Exercise passage.
━━━━━━━━

Appointments & Fees

 

Three female students sit with their laptops at a table.

 

Art therapy does not require talent in art, only a willingness to create. Set up an appointment with the GW Art Therapy Clinic (GWATC) today. 

A typical art therapy session lasts 45–50 minutes, although occasionally the clinician may find extended sessions to be helpful. Most clients are followed in 1:1 individual therapy sessions with one therapist throughout the academic year. The GWATC also offers group and family art therapy as needed, usually in the spring semester. 

The GWATC offers about 40 sessions each week from September through July. The clinic is closed on university holidays and breaks, as outlined in the GW Academic Calendar.

 

What Is Art Therapy?

 


Make an Appointment

Contact the GWATC to set up a free intake meeting, in person or over the phone. In the initial screening, you will meet with the graduate student(s) and/or director to review your history and reasons for pursuing art therapy. 

Returning patients may leave voicemail messages for their therapists on our clinic line.

 

A client who is currently abusing substances that interfere with daily functioning, or who is actively suicidal or homicidal, or who has a serious mental illness requiring intensive treatment and medical management may not be appropriate for services at the GWATC. We are also not an appropriate provider for those who are involved in legal issues or court referred.

In some cases we will work with clients who have recently been discharged from a more intensive therapeutic setting (hospital or day center) and who is also in treatment with another outside primary therapist. 

If a person is deemed ineligible for art therapy services at the clinic, we can provide referral to other providers and agencies. If a current client becomes suicidal or it becomes evident that the individual being seen in the clinic requires a higher level of treatment, clinicians may be required to terminate services and/or refer that person to a more appropriate level of care.

All new patients will need to fill out an intake form. You may also be asked to sign a release form so that clinicians can collaborate with their peers who you may be working with. You are also welcome to bring any pertinent records you would like us to see, such as psychological or educational evaluations.

 

Art Therapy Clinic New Patient Intake Form (PDF)

━━━━━━━━

Required work. From the art therapy clinic page, set down word for word the stretch that starts at "Returning patients may" and ends after "or court referred.".

Data for review.
━━━━━━━━

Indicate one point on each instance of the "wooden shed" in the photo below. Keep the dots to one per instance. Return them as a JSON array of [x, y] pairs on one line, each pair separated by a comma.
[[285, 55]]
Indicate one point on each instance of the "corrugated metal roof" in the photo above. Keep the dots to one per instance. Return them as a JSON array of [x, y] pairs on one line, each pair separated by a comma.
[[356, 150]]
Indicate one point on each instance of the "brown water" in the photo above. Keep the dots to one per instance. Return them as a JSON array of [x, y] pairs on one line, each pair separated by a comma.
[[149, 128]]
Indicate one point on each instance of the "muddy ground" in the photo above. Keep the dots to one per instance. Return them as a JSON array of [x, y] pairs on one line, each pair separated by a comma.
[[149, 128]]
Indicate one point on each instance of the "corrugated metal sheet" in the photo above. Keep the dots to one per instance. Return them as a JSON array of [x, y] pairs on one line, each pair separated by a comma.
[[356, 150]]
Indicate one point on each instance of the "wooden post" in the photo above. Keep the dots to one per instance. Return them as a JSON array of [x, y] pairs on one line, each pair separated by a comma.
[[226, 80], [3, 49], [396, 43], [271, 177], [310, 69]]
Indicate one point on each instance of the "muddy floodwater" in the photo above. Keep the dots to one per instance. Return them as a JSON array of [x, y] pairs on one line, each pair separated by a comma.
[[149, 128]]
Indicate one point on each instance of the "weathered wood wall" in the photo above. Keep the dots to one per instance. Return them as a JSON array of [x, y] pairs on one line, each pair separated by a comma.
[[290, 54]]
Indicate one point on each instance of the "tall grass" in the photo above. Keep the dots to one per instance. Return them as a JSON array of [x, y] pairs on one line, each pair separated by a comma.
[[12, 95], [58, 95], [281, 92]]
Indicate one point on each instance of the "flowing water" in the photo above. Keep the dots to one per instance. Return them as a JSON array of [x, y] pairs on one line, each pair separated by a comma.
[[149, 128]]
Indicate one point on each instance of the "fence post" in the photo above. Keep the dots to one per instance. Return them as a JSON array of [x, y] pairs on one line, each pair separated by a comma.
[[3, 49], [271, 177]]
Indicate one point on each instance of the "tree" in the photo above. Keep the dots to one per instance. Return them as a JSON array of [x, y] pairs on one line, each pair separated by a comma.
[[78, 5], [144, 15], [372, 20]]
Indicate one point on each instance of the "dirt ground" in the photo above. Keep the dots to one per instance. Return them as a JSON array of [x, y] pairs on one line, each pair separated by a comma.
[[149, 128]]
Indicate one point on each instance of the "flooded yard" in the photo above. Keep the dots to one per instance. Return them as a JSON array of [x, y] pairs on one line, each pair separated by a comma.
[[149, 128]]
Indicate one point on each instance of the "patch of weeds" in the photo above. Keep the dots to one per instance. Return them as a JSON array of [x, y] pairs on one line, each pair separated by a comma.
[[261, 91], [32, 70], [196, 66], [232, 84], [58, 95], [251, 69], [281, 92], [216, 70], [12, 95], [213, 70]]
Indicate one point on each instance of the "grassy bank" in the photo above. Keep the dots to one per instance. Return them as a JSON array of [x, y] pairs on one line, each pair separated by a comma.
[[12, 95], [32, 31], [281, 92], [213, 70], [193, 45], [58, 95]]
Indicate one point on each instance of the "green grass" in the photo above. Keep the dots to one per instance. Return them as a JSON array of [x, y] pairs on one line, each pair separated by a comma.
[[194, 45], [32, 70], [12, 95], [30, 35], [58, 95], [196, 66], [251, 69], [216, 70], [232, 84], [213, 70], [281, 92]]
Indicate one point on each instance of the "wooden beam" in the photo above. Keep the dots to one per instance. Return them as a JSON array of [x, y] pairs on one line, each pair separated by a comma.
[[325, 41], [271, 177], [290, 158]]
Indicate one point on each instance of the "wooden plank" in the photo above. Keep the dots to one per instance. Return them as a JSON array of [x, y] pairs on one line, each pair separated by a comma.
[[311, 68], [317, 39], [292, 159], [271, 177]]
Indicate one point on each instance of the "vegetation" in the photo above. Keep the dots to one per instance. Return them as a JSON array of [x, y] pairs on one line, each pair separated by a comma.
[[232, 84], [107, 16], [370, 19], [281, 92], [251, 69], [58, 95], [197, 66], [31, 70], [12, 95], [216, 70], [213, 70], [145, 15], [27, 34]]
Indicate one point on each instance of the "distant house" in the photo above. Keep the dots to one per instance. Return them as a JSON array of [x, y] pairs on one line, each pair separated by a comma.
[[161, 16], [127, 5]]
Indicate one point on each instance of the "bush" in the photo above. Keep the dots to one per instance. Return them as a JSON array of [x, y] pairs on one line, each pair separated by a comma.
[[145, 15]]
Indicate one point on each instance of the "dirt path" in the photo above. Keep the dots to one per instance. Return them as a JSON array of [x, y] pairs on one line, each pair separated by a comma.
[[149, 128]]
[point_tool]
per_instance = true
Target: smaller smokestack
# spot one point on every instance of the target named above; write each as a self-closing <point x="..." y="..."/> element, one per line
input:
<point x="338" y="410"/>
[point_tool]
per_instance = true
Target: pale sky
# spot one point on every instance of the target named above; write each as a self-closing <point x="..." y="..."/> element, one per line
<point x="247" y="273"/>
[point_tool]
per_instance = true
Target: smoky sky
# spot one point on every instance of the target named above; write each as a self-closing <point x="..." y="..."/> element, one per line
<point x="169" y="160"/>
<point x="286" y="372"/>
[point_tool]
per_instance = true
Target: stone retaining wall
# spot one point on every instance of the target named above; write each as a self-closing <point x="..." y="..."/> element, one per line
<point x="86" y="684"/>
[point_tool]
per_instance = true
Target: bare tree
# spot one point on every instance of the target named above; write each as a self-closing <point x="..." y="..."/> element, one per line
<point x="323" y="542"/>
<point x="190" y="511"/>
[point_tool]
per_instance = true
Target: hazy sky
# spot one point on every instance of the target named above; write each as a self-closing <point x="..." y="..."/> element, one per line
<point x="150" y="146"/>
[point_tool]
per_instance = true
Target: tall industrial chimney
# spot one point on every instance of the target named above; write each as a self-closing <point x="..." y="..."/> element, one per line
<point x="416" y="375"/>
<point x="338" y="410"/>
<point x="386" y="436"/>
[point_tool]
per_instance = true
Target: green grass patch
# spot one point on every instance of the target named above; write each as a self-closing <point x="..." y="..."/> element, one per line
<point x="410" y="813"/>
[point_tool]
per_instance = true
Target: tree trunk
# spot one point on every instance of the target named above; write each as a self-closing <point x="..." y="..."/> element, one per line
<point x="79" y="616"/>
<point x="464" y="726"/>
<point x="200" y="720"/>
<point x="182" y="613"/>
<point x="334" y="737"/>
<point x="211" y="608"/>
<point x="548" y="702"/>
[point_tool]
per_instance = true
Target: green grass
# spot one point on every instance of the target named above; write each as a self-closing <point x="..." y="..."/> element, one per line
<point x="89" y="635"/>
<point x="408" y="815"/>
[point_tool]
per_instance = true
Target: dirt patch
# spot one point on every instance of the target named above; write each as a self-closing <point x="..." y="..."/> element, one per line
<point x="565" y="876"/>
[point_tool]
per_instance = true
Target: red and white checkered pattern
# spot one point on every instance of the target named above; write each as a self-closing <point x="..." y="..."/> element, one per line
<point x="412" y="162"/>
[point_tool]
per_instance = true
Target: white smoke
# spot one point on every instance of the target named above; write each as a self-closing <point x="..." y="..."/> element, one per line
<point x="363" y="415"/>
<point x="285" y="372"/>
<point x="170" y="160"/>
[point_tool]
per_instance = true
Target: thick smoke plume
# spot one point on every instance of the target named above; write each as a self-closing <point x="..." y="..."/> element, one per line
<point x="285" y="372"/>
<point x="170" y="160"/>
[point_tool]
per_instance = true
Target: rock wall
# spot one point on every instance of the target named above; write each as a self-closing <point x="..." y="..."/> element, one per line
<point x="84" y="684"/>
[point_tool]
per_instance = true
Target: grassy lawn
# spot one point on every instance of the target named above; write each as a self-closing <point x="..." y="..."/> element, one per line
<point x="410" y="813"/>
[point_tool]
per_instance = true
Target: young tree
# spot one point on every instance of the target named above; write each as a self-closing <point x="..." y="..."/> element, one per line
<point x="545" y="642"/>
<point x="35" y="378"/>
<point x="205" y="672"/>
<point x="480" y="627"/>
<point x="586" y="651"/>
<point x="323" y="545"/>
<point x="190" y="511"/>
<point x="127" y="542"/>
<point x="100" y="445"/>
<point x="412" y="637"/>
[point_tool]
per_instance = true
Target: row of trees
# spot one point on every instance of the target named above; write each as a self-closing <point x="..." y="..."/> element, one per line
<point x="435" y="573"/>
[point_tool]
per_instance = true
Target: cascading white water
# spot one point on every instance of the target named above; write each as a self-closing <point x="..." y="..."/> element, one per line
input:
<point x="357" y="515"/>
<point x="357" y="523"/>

━━━━━━━━

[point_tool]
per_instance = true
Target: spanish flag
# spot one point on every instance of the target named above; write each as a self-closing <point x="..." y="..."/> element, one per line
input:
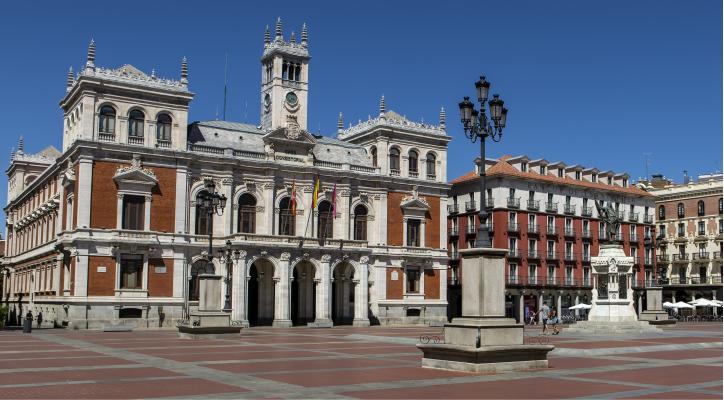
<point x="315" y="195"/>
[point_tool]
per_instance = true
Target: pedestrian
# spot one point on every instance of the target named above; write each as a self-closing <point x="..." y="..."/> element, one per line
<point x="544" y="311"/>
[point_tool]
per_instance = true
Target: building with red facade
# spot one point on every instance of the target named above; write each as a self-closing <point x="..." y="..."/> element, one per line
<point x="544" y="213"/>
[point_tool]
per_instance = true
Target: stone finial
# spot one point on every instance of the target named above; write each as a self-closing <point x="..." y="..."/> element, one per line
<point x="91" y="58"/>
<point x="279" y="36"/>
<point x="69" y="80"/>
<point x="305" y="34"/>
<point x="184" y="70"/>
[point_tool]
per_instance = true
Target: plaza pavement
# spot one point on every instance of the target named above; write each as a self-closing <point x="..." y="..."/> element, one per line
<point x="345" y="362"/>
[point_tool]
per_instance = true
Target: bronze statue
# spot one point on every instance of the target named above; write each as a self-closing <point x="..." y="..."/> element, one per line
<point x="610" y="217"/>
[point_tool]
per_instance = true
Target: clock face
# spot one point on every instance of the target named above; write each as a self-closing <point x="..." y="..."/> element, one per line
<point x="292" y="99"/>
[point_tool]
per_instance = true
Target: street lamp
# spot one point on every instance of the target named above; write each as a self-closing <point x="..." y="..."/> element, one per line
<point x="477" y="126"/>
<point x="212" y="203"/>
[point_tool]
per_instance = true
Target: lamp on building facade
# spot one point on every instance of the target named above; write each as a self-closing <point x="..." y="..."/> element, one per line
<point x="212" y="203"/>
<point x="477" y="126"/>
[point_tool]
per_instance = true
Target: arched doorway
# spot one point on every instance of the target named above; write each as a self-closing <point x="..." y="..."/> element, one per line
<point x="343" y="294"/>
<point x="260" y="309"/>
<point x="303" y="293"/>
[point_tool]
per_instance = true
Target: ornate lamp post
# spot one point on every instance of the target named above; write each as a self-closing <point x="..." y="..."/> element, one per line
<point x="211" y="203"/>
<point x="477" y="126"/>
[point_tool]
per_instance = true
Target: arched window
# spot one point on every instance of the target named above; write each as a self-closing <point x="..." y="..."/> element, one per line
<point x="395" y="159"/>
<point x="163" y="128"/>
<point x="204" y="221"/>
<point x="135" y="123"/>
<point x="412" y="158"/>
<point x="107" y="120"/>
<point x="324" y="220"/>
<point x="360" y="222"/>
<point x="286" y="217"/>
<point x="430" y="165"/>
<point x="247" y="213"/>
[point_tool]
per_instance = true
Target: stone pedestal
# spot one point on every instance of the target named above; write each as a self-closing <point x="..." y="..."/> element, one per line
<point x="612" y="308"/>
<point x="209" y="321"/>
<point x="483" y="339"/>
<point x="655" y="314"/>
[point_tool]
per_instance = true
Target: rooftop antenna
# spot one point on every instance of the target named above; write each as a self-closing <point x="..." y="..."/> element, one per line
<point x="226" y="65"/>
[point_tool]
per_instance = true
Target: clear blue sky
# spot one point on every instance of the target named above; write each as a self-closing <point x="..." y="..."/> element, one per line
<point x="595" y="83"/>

━━━━━━━━

Result of the exercise.
Returning patients may leave voicemail messages for their therapists on our clinic line.

 

A client who is currently abusing substances that interfere with daily functioning, or who is actively suicidal or homicidal, or who has a serious mental illness requiring intensive treatment and medical management may not be appropriate for services at the GWATC. We are also not an appropriate provider for those who are involved in legal issues or court referred.